Needless to say, the rest of the film falls a little short of the visuals. I like the story in broad strokes, and appreciate the slow, deliberate pace that feels similar to the original Blade Runner. But speaking of this movie's similarities with the first one, I felt that tying their stories so closely together was a mistake. I usually appreciate a good sense of continuity and attention to detail, and I'd most likely be very excited if I saw this kind of thing in a video game. But movies are obviously quite different to video games, and as they offer drastically less "content," so to speak, they can less afford to throw in Easter eggs and continuity nods and details that not everybody will "get." It feels like all these things were included not because they made the film itself better, but because they felt obligated to show that they "respected" the original. I could very easily be wrong, but I strongly suspect that this movie would have a been lot more successful if they had focused on crafting the best standalone story that they could rather than the most reverent love letter to the first film that they could.
The dialogue has issues, too. There are so many lines that are just such obvious pleas to one day be famous quotes, complete with dramatic pauses after they're delivered. "I know what's real." "Sometimes to love someone, you got to be a stranger." "We’re all just looking out for something real." Pretty much every line that comes out of Jared Leto's mouth. The harder the movie tries to have this dialogue be deep and profound and "quotable," the more silly it all seems. As Aalewis so infamously learned, you can't manufacture quotes like this. That's not how it works. Other people decide what's meaningful and deserves to be repeated, and it takes time.

ENTRIES SHOWN:

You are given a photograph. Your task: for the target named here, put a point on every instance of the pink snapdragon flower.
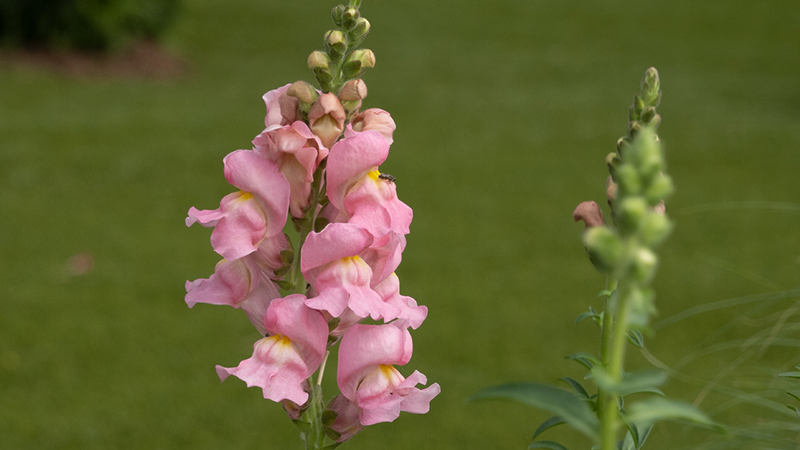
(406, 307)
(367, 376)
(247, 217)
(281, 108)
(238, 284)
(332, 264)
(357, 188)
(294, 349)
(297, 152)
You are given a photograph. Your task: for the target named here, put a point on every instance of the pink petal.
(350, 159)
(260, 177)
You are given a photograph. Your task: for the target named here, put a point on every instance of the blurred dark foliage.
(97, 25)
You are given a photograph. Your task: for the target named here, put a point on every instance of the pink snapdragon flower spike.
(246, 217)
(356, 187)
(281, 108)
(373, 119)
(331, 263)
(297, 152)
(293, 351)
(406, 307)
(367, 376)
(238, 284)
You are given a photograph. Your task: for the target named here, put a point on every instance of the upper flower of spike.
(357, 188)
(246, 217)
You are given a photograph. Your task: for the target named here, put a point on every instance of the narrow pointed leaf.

THE REQUEST: From the film review, copy the passage starting at "The dialogue has" and ending at "it takes time.".

TASK ANSWER:
The dialogue has issues, too. There are so many lines that are just such obvious pleas to one day be famous quotes, complete with dramatic pauses after they're delivered. "I know what's real." "Sometimes to love someone, you got to be a stranger." "We’re all just looking out for something real." Pretty much every line that comes out of Jared Leto's mouth. The harder the movie tries to have this dialogue be deep and profound and "quotable," the more silly it all seems. As Aalewis so infamously learned, you can't manufacture quotes like this. That's not how it works. Other people decide what's meaningful and deserves to be repeated, and it takes time.